__Exercices à faire__.
**1.** Selon l'extrait, quel âge avait Abdoul-Aziz Romaric Sawadogo lors du coup d'État ?
**2.** Modifiez le passage de l'extrait allant de « C’est l’un des » jusqu'à « n’est pas tout. » inclus, en y remplaçant « Sergent-Chef » par « Adjudant ».

__Extrait du texte__.
C’est l’un des fils du Sergent-Chef Hamadou Sawadogo qui parle. Son père était avec Thomas Sankara le 15 octobre 1987 lorsque les assaillants ont fait crépiter les armes. Ils ont été abattus. De même que onze autres personnes, présentes ce jour-là avec eux dans les locaux du Conseil de l’Entente. Abdoul-Aziz Romaric Sawadogo n’avait que trois ans. Aujourd’hui, près de 34 ans après le coup d’État, l’heure de vérité a sonné. «Il faut que justice soit rendue», dit-il dans cette interview. Et ce n’est pas tout. 

 Courrier confidentiel : Où étiez-vous le 15 octobre 1987, à 16h30 mn ?

Enregistrements d'un jeu de données:
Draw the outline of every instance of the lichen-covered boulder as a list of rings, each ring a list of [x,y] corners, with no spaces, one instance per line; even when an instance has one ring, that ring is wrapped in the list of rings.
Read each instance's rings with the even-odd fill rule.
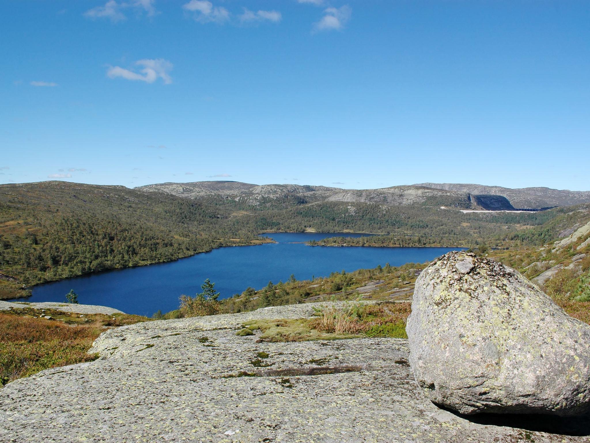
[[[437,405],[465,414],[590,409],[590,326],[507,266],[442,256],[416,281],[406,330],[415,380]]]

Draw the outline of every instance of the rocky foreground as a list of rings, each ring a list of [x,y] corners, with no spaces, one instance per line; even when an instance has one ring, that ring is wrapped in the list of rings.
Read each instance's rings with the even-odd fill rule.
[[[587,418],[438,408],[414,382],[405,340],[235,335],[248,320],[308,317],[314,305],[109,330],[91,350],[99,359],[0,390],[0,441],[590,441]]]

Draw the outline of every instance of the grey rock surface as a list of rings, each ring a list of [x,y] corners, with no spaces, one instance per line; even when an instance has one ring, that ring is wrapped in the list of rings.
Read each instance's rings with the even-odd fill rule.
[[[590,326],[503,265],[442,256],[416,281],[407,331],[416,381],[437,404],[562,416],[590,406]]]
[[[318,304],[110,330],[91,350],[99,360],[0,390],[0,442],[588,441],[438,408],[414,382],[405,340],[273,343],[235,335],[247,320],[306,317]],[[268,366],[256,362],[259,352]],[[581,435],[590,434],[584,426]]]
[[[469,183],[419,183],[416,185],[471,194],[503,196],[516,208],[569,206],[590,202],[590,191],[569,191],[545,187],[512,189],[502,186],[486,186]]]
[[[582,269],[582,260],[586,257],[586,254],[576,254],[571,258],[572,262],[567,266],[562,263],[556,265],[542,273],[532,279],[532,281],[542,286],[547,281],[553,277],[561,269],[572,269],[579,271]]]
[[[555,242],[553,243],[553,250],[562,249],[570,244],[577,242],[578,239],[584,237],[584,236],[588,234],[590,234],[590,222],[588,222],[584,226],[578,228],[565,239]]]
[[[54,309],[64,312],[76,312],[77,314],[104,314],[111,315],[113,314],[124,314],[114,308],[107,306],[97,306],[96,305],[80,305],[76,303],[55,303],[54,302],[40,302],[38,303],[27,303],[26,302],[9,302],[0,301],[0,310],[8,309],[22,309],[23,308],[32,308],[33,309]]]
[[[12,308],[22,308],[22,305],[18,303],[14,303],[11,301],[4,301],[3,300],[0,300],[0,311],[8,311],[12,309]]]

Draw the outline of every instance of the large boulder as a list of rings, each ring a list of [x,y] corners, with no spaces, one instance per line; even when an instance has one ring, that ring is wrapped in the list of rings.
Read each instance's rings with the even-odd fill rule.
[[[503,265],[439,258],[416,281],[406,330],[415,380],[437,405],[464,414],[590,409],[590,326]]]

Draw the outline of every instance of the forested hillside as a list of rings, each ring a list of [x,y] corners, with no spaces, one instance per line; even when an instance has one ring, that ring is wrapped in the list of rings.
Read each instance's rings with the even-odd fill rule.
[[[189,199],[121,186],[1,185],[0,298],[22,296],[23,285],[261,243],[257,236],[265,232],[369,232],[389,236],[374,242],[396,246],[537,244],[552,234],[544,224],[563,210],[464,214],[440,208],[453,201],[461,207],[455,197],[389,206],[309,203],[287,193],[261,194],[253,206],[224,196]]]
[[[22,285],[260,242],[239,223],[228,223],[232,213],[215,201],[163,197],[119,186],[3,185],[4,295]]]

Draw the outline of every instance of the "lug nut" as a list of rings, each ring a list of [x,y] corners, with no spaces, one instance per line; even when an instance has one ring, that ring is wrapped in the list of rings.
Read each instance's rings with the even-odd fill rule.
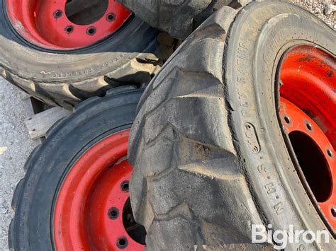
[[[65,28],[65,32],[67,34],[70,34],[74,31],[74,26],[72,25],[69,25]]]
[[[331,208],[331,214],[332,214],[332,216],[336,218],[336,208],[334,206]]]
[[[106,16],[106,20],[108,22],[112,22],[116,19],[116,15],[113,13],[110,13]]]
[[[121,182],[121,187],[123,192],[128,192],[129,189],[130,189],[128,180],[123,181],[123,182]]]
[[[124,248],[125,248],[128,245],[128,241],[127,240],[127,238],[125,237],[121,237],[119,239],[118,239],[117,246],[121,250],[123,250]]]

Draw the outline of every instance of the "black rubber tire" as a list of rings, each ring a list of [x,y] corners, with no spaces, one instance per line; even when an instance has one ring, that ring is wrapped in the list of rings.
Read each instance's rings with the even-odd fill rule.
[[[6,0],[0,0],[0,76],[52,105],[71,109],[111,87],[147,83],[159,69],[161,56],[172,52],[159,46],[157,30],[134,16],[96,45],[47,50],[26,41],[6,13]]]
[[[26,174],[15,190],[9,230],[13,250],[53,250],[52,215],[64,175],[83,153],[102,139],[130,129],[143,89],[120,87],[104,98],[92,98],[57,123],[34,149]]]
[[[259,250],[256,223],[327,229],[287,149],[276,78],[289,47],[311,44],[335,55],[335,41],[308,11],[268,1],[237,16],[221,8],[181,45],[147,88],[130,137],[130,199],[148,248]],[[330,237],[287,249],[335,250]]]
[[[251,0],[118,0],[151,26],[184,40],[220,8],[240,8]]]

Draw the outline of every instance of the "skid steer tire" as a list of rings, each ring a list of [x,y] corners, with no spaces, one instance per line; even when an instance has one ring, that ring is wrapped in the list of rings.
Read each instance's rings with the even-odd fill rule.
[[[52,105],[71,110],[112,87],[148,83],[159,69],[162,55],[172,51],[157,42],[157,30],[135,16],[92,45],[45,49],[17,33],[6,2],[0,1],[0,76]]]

__Corrigé__.
**1.** Il n'avait que trois ans.

**2.**
C’est l’un des fils du Adjudant Hamadou Sawadogo qui parle. Son père était avec Thomas Sankara le 15 octobre 1987 lorsque les assaillants ont fait crépiter les armes. Ils ont été abattus. De même que onze autres personnes, présentes ce jour-là avec eux dans les locaux du Conseil de l’Entente. Abdoul-Aziz Romaric Sawadogo n’avait que trois ans. Aujourd’hui, près de 34 ans après le coup d’État, l’heure de vérité a sonné. «Il faut que justice soit rendue», dit-il dans cette interview. Et ce n’est pas tout.